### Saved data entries
----------------------------------------
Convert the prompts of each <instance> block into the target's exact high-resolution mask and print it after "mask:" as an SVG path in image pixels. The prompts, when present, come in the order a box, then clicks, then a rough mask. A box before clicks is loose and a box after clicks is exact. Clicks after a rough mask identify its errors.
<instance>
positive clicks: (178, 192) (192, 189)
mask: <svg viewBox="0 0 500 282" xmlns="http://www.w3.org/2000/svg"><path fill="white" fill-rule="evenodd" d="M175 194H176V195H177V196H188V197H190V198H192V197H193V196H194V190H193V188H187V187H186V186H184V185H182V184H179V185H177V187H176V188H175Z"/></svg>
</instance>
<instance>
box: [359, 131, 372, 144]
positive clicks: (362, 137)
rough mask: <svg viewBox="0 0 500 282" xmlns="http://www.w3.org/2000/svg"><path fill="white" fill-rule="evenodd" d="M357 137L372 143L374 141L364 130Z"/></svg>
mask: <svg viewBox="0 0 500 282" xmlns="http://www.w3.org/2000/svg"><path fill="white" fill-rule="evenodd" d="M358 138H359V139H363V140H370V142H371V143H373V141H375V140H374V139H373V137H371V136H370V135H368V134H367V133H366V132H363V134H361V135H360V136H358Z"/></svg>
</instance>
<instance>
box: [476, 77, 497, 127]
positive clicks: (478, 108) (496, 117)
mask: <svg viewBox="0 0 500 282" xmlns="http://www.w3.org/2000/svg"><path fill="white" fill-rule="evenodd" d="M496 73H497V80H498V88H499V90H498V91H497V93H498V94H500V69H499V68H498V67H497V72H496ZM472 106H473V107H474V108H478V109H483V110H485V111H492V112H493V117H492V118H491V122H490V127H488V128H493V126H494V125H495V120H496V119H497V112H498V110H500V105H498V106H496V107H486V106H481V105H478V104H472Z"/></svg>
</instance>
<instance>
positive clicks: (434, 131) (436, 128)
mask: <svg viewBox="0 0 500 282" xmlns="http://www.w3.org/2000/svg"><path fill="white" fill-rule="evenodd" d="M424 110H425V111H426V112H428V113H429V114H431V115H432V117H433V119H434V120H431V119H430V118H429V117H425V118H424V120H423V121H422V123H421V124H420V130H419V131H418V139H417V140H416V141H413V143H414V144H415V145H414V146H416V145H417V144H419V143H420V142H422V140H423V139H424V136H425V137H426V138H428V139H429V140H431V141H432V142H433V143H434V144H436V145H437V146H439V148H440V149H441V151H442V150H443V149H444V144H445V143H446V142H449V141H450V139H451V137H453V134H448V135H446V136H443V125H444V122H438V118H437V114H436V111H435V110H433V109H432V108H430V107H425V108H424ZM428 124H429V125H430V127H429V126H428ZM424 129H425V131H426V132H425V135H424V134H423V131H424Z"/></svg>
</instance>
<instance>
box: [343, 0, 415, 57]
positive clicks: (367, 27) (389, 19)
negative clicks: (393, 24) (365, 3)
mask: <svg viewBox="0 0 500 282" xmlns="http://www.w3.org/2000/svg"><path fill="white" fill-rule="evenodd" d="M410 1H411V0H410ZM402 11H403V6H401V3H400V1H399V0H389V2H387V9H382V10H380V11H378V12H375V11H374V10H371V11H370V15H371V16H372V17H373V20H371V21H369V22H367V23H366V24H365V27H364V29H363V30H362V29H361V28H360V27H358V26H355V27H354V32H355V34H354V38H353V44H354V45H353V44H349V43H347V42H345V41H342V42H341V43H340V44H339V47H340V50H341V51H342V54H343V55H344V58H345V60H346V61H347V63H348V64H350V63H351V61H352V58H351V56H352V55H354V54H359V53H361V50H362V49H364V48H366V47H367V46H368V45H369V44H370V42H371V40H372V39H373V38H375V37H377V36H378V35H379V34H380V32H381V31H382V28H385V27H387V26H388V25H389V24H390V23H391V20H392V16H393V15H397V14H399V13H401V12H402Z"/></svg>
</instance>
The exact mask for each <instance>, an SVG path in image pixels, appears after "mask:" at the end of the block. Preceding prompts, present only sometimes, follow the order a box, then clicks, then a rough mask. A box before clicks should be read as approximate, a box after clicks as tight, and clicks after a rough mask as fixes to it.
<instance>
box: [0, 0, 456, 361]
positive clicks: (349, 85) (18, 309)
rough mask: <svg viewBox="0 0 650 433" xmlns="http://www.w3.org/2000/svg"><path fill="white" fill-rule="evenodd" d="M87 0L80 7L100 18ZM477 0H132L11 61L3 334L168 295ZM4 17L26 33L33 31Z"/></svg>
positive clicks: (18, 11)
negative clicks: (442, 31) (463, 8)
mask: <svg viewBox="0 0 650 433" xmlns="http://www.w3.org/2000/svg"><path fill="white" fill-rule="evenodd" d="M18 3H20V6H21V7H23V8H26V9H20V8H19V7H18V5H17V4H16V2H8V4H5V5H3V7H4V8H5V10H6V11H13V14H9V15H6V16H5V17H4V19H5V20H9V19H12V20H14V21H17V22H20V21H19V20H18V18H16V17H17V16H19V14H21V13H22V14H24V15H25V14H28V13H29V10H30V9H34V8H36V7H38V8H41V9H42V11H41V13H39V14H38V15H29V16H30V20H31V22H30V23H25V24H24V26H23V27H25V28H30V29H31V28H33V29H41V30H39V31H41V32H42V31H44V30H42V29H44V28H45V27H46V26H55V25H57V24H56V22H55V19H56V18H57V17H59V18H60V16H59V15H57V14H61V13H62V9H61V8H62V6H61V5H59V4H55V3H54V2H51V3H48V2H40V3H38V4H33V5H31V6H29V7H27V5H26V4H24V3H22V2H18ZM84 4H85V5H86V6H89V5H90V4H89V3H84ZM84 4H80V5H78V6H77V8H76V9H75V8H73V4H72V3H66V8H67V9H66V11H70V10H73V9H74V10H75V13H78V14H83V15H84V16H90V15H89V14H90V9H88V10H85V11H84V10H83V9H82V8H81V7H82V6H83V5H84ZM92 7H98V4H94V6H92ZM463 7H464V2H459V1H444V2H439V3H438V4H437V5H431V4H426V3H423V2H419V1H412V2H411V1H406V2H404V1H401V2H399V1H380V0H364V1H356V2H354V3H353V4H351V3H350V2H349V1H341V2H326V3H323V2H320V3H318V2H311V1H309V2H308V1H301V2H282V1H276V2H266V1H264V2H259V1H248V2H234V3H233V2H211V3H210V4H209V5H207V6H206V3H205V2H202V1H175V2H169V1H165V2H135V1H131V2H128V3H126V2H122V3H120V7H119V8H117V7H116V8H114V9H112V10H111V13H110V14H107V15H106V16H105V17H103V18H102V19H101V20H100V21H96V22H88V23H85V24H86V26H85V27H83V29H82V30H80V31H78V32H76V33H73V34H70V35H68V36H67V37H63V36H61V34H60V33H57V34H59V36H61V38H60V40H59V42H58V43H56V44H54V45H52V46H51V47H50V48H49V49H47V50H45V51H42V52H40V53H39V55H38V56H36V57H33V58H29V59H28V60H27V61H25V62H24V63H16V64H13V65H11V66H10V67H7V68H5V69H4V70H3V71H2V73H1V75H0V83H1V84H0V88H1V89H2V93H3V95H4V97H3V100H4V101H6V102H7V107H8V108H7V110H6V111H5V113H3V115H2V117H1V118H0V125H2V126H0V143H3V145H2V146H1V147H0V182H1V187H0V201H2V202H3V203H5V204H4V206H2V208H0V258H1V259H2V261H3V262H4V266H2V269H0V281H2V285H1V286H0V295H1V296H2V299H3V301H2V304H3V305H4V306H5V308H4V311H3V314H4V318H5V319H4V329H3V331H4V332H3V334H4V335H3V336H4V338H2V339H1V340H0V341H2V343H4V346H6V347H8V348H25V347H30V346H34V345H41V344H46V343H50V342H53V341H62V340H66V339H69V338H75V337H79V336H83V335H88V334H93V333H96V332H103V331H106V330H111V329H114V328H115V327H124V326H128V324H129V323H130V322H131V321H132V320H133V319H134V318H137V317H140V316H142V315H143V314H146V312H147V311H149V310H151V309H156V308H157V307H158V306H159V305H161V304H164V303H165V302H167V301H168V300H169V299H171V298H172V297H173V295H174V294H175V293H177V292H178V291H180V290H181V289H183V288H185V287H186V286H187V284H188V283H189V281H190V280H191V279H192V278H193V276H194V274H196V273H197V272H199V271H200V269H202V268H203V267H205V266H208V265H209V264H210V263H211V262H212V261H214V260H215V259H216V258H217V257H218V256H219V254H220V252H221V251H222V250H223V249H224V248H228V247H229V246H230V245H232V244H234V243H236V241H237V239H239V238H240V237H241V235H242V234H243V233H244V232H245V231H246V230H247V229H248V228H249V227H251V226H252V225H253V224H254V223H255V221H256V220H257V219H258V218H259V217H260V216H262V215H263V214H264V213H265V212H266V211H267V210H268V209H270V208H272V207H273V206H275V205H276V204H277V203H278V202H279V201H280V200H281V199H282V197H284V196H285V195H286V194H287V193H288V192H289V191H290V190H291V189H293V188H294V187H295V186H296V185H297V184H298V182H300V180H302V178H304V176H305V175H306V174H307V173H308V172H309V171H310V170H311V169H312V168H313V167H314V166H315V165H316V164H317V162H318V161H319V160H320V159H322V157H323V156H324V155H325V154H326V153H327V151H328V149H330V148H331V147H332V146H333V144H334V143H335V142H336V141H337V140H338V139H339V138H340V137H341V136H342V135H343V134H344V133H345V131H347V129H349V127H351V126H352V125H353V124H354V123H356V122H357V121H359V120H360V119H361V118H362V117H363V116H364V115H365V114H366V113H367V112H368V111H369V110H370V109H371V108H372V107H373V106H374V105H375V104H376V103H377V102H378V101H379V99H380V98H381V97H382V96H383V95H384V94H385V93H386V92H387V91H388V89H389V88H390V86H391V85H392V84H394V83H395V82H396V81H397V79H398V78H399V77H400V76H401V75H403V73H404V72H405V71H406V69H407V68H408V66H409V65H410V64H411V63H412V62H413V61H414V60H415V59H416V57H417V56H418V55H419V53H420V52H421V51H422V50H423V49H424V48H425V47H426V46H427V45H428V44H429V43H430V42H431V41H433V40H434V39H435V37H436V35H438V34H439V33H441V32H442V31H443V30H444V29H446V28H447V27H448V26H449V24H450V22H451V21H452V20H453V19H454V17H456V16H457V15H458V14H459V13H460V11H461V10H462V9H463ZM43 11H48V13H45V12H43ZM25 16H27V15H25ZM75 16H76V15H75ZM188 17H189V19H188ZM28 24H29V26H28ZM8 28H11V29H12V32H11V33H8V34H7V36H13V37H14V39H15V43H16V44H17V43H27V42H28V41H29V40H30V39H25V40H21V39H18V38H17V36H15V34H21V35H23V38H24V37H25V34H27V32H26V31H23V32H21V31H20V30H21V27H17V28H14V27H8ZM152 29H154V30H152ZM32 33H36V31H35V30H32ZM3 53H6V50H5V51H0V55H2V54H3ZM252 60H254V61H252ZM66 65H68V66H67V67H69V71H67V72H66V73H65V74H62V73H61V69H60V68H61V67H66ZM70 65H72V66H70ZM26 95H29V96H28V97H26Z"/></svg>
----------------------------------------
### Work instructions
Gather all lines of the records that include the word "order".

### Exercise result
Convert the prompts of each <instance> block into the target's exact high-resolution mask and print it after "mask:" as an SVG path in image pixels. The prompts, when present, come in the order a box, then clicks, then a rough mask. A box before clicks is loose and a box after clicks is exact. Clicks after a rough mask identify its errors.
The exact mask for each <instance>, an SVG path in image pixels, appears after "mask:" at the end of the block. Preceding prompts, present only sometimes, follow the order a box, then clicks, then a rough mask. A box before clicks should be read as approximate, a box after clicks as tight, and clicks after a rough mask as fixes to it.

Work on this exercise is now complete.